▶ **Entries**:
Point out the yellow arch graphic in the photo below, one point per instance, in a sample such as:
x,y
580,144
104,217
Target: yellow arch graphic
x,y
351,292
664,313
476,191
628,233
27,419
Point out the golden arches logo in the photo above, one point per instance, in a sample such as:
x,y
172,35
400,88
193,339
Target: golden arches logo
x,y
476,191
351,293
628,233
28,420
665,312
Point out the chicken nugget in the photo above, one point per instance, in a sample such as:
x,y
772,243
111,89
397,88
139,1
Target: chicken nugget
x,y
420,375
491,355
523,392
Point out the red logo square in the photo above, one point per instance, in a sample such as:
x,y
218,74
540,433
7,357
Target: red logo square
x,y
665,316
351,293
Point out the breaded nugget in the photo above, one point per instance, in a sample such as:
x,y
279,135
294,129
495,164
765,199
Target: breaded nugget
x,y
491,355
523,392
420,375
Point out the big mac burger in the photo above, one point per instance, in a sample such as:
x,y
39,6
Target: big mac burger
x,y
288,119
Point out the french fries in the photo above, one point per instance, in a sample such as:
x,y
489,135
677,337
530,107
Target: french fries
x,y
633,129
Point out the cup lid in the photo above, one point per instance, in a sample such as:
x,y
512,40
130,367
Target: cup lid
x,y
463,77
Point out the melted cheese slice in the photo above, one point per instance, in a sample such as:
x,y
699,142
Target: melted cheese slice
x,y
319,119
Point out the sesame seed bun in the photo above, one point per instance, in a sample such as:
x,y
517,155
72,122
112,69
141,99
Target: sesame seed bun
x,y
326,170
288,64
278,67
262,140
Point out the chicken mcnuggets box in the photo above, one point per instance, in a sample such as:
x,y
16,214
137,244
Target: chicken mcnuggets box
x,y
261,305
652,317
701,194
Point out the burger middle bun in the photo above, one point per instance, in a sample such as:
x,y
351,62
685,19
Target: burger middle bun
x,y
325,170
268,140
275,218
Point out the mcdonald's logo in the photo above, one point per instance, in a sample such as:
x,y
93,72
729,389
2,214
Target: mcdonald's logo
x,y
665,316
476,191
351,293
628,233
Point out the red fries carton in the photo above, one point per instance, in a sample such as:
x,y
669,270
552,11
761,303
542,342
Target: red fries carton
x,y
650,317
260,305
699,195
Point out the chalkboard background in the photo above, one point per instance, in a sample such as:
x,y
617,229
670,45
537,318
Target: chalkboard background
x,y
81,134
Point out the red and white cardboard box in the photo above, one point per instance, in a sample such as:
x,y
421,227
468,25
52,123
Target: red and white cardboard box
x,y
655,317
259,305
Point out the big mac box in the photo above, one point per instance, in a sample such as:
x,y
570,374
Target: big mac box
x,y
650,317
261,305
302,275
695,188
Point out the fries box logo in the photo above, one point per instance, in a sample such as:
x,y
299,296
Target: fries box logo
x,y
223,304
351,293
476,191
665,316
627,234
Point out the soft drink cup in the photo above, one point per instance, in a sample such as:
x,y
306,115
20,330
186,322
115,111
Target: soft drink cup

▶ **Goal of the exercise**:
Exactly reproduce the lines that run from the line with "Point out the big mac box" through the last line of the records, inclusive.

▶ **Result of the task**:
Point out the big mac box in the photo above, one point per instance, in a sample such as:
x,y
570,374
Target: big mac box
x,y
650,317
261,305
302,275
695,188
Point out the fries box logo in the photo above, one point per instance, in a sample such as:
x,y
299,296
Target: fries box logo
x,y
223,304
351,293
476,191
665,316
627,234
Point out the soft drink cup in the photo above, one point per instance, in a sample such as:
x,y
306,115
20,330
186,322
115,111
Target: soft drink cup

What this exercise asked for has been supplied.